● **SELECTED PASSAGE**:
________________

It wasn’t a complete surprise when the CC stuck by its previous decision. However, in a fit of vengeance and anger, the CC proceeded to release a flood of vilification against Ben Artzi, accusing him of ‘ego-centricism’, inconsistency and indifference to the welfare of fellow soldiers. In an action probably unparalleled in the annals of military bureaucracy in this country, an official IDF panel defended its crude behavior by an act of totally uncalled for character assassination against a young Israeli who had been in confinement for over a year struggling to make his totally honest case before them. The IDF prosecutor chimed in trying to convince the public that Ben Artzi was devious and dangerous because he expressed on one occasion that dangerous idea that the state should not force people to act against their will.An official government bodies seized on partial and distorted quotes from hundreds of pages of testimony to defend themselves, at the expense of an honest young person, from the justified suspicion that they really had no understanding of the subject and just enjoyed setting themselves up as all powerful and all knowing.

Divide and Conquer

The manipulation of the Druze community in Israel is one of the stellar achievements of the government policy to set Arab against Arab by extending preferential treatment to candidates for co-option. Thus, most young Druze, at the insistence of their elders become regular and often professional soldiers in the IDF. The idea that a young member of the community can set up his own ideals and feelings as the only guide to his behavior can, in unchecked, spoil the deal that is based on the strange idea, promoted by Israeli quasi-intelligence ‘academic’ experts that Druze are not Arabs. A Druze soldier has declared that he will not serve in the occupied territories. What a lack of gratitude for all the Israeli government has done for the Druze by separating them from their Arab brethren.

A Matter of Slight Lack of Proportion

I have little chance of being appointed an advisor to the PR division of the IDF. But here is a bit of free advice for them. Be very careful about throwing women into military prison because they have a conscience and refuse to participate in the crimes of the occupation. We have witnessed a surge of solidarity here and abroad with the anti-occupation five serving their second year in jail. If you insist on imprisoning all the young women who openly and clearly tell you that they refuse to serve the occupation, you are going to get into a very serious battle, indeed.

________________

● **SUPPLIED DATA**:

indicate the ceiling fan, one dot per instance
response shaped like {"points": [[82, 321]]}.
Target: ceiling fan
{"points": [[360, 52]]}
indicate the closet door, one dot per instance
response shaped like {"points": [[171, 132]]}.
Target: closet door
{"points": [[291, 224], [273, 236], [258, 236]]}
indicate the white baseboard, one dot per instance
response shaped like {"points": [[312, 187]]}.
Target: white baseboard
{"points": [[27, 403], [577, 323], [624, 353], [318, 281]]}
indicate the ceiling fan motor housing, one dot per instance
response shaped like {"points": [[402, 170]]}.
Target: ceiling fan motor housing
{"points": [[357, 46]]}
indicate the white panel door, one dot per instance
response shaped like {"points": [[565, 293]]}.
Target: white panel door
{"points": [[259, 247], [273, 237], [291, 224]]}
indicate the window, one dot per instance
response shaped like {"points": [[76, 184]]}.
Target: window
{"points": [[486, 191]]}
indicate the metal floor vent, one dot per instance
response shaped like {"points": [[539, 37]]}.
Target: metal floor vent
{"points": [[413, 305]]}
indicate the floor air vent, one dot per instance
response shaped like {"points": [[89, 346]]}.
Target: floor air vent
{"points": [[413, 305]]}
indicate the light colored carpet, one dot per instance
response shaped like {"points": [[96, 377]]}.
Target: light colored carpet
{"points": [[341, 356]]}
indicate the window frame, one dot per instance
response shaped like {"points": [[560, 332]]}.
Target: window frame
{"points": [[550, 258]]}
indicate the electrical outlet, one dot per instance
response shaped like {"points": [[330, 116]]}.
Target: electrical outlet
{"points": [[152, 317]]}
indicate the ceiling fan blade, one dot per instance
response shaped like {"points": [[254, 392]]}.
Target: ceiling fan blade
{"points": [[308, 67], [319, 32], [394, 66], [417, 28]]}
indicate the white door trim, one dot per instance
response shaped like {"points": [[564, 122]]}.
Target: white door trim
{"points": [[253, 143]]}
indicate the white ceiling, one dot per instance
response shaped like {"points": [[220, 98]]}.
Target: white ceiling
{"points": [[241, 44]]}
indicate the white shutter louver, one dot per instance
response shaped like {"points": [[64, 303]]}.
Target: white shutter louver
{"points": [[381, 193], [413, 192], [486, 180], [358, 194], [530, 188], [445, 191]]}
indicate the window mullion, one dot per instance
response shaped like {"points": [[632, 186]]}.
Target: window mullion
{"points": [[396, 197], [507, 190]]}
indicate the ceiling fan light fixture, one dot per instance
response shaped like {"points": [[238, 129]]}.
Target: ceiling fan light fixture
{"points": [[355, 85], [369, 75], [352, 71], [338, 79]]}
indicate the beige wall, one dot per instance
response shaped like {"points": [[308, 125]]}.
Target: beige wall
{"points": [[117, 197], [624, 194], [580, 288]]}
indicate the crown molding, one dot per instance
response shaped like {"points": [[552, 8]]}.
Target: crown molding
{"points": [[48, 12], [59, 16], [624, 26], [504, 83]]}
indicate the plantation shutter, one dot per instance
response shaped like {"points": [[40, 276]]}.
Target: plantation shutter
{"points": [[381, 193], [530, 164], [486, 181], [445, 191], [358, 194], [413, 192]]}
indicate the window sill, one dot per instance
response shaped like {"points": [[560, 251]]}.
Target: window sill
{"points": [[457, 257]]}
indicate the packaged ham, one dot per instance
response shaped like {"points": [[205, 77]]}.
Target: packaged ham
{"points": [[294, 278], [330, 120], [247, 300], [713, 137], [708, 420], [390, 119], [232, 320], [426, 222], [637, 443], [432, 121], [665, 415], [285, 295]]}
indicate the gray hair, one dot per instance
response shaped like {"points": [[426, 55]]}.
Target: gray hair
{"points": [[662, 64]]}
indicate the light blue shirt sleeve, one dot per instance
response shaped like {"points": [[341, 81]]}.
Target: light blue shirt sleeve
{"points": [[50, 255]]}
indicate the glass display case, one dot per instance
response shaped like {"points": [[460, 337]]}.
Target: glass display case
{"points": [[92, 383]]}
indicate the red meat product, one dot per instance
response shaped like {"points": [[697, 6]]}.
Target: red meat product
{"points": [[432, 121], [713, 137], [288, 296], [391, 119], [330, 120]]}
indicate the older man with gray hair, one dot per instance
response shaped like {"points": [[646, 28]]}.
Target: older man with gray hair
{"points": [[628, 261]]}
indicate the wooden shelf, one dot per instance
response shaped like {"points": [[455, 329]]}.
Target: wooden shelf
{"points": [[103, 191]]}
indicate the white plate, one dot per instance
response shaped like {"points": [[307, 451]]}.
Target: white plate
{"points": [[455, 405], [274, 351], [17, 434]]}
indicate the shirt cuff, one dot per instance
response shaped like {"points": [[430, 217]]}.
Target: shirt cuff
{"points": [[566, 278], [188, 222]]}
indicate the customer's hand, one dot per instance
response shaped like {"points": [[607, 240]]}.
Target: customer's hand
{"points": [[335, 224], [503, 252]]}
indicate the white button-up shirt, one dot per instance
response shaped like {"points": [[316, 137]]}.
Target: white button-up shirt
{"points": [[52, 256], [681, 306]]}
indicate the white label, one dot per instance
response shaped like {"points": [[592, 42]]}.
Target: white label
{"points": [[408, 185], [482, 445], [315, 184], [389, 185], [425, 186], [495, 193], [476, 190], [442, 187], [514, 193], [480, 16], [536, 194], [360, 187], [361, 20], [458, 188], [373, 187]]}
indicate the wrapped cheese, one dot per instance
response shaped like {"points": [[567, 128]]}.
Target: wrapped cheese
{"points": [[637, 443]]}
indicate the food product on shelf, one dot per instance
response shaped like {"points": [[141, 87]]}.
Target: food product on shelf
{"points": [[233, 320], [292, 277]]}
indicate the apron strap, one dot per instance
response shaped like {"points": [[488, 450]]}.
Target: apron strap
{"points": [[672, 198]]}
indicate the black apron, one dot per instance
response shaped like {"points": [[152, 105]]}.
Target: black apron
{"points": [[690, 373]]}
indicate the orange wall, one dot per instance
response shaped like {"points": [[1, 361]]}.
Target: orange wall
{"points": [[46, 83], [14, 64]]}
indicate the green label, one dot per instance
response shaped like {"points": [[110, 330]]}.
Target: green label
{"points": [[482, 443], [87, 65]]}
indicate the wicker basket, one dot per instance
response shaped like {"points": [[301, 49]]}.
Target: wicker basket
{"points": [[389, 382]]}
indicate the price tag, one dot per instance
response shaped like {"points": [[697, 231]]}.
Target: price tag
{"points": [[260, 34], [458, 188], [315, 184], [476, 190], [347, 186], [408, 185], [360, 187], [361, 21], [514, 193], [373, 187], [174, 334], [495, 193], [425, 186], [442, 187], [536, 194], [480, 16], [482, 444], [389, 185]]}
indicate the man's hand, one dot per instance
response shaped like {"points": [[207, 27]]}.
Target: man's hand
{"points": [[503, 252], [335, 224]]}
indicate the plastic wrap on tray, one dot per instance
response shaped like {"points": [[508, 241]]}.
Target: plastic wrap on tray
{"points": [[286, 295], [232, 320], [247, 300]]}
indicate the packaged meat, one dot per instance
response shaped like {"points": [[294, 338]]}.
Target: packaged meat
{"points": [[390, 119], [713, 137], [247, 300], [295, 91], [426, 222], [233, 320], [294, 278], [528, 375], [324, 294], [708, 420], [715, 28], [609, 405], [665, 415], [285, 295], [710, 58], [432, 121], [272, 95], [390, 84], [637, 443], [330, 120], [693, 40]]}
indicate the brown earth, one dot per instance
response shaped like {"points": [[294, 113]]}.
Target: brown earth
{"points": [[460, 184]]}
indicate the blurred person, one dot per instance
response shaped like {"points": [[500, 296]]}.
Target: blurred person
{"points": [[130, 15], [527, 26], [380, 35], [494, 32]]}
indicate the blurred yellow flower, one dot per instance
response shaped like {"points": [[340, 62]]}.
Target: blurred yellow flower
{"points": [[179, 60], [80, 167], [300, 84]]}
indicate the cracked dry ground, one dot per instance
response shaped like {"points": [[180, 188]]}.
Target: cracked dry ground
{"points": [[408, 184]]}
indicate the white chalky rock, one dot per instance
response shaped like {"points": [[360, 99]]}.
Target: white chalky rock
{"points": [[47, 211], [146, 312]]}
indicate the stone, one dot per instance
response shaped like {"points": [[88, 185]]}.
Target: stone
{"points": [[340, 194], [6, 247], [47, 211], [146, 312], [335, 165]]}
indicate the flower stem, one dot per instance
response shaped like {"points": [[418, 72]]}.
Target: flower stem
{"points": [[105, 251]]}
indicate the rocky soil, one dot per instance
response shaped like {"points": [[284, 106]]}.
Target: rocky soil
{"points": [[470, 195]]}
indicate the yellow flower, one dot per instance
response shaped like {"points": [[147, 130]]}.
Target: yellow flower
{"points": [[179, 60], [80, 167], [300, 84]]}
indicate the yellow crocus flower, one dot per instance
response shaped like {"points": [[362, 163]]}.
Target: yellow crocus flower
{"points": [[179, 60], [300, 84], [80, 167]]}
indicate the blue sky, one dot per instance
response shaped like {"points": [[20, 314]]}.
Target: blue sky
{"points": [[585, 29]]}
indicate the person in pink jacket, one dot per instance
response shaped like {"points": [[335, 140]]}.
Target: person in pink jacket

________________

● **SHORT PROBLEM**: In the passage on military refusal in Israel, restate the portion starting with "The manipulation of" and going on through "their Arab brethren.", replacing "Druze" with "Bedouin" throughout.

● **RESPONSE**:
The manipulation of the Bedouin community in Israel is one of the stellar achievements of the government policy to set Arab against Arab by extending preferential treatment to candidates for co-option. Thus, most young Bedouin, at the insistence of their elders become regular and often professional soldiers in the IDF. The idea that a young member of the community can set up his own ideals and feelings as the only guide to his behavior can, in unchecked, spoil the deal that is based on the strange idea, promoted by Israeli quasi-intelligence ‘academic’ experts that Bedouin are not Arabs. A Bedouin soldier has declared that he will not serve in the occupied territories. What a lack of gratitude for all the Israeli government has done for the Bedouin by separating them from their Arab brethren.